■ **JOBS**
[a] In the passage on form abandonment, what kind of text does it advise leaving out of forms?
[b] Continue the passage on form abandonment from the point where it stops.

Online, though, it’s far more common to leave a form or shopping cart behind. There’s nothing to feel bad about, no items to put back on the shelf. And it’s far easier to get distracted when the whole world’s a tab away.
What’s an online proprietor to do? It’s hard enough to get people to come to your site. Once they take that first step and start filling out your form, you’d like to ensure they finish. Here’s how to optimize your form conversion rate by adding design tweaks and form tools to avoid form abandonment.

The best form is a short form

The best practices to boost form conversion apply equally to avoiding form abandonment. Keep things short, with conditional questions, URL parameters to pass data along to the form, and auto-fill fields so users only have to enter necessary information. Split up questions to avoid confusion. Use consistent phrasing. Avoid placeholder text. Use pages to simplify error messages.

■ **RECORD LIST**
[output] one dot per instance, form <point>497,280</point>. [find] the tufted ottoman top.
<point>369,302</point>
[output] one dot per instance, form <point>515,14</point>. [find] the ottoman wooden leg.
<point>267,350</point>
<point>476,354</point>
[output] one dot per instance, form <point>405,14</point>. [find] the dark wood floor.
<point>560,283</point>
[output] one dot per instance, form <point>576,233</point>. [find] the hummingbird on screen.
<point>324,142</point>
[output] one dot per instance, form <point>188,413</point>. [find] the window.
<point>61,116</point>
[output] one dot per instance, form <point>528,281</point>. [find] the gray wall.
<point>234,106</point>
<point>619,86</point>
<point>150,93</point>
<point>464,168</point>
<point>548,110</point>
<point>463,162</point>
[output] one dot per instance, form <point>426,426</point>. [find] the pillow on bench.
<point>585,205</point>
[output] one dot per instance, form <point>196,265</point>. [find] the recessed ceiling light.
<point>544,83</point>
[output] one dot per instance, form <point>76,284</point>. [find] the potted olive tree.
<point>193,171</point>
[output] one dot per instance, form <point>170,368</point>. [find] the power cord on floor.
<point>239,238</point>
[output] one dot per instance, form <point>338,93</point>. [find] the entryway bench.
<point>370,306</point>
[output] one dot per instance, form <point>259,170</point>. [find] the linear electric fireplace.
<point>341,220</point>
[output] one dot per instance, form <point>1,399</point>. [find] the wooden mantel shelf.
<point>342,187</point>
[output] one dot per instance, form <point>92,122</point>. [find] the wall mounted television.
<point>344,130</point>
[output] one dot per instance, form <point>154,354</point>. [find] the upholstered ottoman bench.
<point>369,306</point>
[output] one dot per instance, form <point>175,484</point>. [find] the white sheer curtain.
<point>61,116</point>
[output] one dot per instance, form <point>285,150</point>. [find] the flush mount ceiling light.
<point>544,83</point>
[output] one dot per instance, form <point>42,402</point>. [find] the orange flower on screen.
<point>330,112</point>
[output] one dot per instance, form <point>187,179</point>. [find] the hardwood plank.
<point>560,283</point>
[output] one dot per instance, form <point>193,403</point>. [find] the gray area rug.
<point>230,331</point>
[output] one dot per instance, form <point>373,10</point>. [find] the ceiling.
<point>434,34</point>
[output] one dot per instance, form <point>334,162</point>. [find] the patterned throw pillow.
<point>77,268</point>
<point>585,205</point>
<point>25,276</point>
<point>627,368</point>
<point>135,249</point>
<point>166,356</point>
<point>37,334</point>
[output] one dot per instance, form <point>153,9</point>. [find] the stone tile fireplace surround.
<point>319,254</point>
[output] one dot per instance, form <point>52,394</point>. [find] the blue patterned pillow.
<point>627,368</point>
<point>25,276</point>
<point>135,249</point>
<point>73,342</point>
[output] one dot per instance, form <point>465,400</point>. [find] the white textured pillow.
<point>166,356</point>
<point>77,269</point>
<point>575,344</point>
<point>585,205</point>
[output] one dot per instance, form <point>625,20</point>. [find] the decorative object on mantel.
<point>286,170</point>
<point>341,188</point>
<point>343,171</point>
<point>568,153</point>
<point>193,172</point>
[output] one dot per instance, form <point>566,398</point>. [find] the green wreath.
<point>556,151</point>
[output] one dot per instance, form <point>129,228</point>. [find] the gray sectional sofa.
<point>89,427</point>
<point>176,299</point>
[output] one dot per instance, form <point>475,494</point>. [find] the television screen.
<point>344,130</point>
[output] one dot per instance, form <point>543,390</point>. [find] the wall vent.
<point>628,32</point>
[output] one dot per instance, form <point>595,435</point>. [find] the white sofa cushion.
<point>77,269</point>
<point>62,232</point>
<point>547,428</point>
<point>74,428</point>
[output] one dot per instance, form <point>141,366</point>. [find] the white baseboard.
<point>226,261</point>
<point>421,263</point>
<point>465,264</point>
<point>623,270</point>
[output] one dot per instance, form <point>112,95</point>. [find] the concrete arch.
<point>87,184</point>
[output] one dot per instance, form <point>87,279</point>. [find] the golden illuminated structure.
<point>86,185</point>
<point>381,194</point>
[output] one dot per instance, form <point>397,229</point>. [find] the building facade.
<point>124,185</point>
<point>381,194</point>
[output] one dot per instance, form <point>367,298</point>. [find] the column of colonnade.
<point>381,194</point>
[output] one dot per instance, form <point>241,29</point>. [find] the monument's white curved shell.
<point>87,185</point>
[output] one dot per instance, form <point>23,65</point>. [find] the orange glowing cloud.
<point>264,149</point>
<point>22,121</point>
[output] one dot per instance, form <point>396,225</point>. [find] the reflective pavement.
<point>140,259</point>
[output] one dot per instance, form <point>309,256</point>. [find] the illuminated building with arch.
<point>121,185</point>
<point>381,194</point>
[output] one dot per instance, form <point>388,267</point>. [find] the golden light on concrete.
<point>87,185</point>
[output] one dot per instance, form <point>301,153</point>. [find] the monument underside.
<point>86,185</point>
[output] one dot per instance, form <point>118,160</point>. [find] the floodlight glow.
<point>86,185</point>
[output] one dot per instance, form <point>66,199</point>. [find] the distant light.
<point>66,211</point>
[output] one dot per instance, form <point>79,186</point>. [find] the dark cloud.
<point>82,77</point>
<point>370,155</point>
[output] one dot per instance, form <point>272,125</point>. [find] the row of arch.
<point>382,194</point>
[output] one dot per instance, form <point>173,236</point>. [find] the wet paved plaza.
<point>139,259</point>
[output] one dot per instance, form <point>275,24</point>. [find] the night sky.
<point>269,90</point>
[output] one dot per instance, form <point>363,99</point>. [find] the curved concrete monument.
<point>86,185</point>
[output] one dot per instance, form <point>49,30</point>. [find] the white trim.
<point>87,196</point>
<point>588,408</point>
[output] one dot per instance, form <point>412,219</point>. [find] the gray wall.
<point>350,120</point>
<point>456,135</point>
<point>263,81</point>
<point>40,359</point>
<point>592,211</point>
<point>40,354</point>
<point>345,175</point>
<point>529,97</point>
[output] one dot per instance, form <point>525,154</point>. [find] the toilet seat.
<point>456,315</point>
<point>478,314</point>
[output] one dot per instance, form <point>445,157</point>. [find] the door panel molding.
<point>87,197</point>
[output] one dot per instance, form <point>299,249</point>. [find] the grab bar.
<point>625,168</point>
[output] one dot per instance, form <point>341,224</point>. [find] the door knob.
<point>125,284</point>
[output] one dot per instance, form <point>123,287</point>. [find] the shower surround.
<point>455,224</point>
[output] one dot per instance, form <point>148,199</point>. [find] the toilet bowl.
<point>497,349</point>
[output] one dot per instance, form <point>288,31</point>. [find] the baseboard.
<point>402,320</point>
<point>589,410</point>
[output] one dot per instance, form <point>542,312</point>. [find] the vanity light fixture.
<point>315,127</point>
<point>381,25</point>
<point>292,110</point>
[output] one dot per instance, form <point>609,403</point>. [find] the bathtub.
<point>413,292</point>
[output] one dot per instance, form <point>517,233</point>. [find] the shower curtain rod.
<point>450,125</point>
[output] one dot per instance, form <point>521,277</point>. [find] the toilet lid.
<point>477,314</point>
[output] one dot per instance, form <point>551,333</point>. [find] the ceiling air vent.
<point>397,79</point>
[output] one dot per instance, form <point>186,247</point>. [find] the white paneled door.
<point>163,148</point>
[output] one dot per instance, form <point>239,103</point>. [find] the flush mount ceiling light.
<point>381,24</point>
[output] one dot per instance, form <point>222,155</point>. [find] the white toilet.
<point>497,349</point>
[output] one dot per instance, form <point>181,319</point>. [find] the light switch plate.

■ **THE REPLIES**
[a] Placeholder text.

[b]
Short, simple, and straightforward: That’s the magic combination. HubSpot found that the more fields a form has, the lower the conversion rate—especially if those additional fields are plain text answers. Other studies from Venture Harbor found that both the fields and the descriptions matter. Fewer fields that were more ambiguous or tried to cover more in one question also converted worse. A handful of clearly labeled fields with a mixture of easy-to-fill field types should be the sweet spot.
Finally, stay on topic, and only ask for required details. Your checkout form only requires name, email, shipping details, and billing info—birthdays, household size, or other membership-type details are only additional reasons to bounce. Same for a contact form: You need a name, email, message, and perhaps message category—everything else can likely be inferred from the message.
As Vitaly Friedman cautions, form abandonment can “happen because the form asks too much sensitive and personal information without a good reason.” We’re wary of giving out our details on the internet already. Unnecessary questions about household income or education status are only likely to remind people to be cautious—and click away.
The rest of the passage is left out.